Items from a dataset:
*****

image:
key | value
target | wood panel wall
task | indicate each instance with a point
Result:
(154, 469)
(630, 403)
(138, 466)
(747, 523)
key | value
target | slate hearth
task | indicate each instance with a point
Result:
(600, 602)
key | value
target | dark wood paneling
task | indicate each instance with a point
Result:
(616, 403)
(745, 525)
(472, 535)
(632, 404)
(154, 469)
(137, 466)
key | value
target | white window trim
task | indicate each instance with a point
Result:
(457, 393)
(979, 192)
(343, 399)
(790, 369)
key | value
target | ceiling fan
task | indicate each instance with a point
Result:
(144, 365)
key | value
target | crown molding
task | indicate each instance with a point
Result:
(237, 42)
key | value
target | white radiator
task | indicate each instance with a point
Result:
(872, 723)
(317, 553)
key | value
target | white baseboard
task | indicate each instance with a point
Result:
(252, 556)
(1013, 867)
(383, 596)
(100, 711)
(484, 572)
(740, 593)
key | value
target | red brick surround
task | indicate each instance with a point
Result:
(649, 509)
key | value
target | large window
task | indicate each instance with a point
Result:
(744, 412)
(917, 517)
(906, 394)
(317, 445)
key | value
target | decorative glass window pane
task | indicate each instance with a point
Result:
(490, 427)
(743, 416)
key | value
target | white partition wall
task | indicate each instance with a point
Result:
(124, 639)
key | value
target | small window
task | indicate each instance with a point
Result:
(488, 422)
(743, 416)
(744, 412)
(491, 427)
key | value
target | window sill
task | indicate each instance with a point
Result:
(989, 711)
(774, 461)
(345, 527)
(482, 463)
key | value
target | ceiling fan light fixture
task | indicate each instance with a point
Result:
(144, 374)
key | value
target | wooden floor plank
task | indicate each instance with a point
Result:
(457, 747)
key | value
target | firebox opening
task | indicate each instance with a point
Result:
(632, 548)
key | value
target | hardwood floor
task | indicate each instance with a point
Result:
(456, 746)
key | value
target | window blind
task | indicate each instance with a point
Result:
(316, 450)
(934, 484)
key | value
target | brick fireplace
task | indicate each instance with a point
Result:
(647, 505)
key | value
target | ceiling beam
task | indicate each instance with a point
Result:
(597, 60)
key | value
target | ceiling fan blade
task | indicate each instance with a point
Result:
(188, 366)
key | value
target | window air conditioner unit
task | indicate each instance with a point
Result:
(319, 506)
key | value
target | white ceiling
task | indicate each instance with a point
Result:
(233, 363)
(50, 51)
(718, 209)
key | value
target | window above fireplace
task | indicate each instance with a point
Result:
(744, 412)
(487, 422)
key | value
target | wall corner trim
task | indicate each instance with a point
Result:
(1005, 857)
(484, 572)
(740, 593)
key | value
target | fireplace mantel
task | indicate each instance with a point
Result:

*****

*Task objective*.
Output every entry exactly as given.

*Response to the task*.
image:
key | value
target | wood panel wall
task | indicate each instance with a point
Result:
(154, 469)
(630, 403)
(138, 466)
(747, 523)
key | value
target | slate hearth
task | indicate each instance with a point
Result:
(600, 602)
key | value
target | dark wood paneling
task | indicate each instance with a point
Result:
(616, 403)
(745, 525)
(472, 535)
(632, 404)
(154, 469)
(137, 466)
key | value
target | white window trim
task | indicate each instance with a point
Result:
(457, 393)
(979, 192)
(343, 399)
(790, 369)
key | value
target | ceiling fan
task | indicate each instance with a point
Result:
(144, 365)
key | value
target | crown molding
task | indicate each instance with a point
Result:
(237, 42)
key | value
target | white radiator
task | indicate each instance with a point
Result:
(872, 723)
(317, 553)
key | value
target | white baseboard
task | indicate each instance with a point
Result:
(252, 556)
(1013, 867)
(383, 596)
(100, 711)
(484, 572)
(740, 593)
key | value
target | red brick surround
task | indicate each instance with a point
Result:
(649, 509)
key | value
target | large window
task | indicate each instance with a point
Result:
(744, 412)
(917, 517)
(906, 394)
(317, 445)
key | value
target | decorative glass window pane
task | indicate each instance with a point
Result:
(490, 427)
(743, 416)
key | value
target | white partition wall
task | indicate each instance with a point
Result:
(124, 639)
key | value
target | small window
task | indicate each instance with a point
Result:
(488, 422)
(743, 416)
(744, 412)
(491, 427)
key | value
target | window sill
task | indicate each instance with a point
Result:
(989, 711)
(774, 461)
(345, 527)
(482, 463)
key | value
target | ceiling fan light fixture
task | indicate each instance with a point
Result:
(144, 374)
key | value
target | wooden floor plank
task | indicate each instance with a point
Result:
(457, 747)
key | value
target | firebox opening
task | indicate each instance with a point
Result:
(632, 548)
key | value
target | hardwood floor
task | indicate each instance with a point
Result:
(456, 746)
key | value
target | window blind
task | indicate each instance with a point
Result:
(316, 450)
(934, 484)
key | value
target | brick fireplace
task | indicate each instance with a point
Result:
(647, 505)
key | value
target | ceiling beam
task | indicate each instance with a point
Result:
(597, 60)
key | value
target | ceiling fan blade
task | indicate each instance with a point
Result:
(188, 366)
key | value
target | window air conditioner unit
task | indicate each instance with a point
Result:
(319, 506)
key | value
target | white ceiling
task | indicate each instance with a point
Result:
(233, 363)
(50, 51)
(718, 209)
key | value
target | window above fireplace
task | indicate each instance with a point
Result:
(744, 412)
(487, 422)
key | value
target | wall corner trim
task | indicate each instance with a point
Result:
(1005, 857)
(484, 572)
(740, 593)
key | value
target | fireplace mantel
task | indicate each instance with a point
Result:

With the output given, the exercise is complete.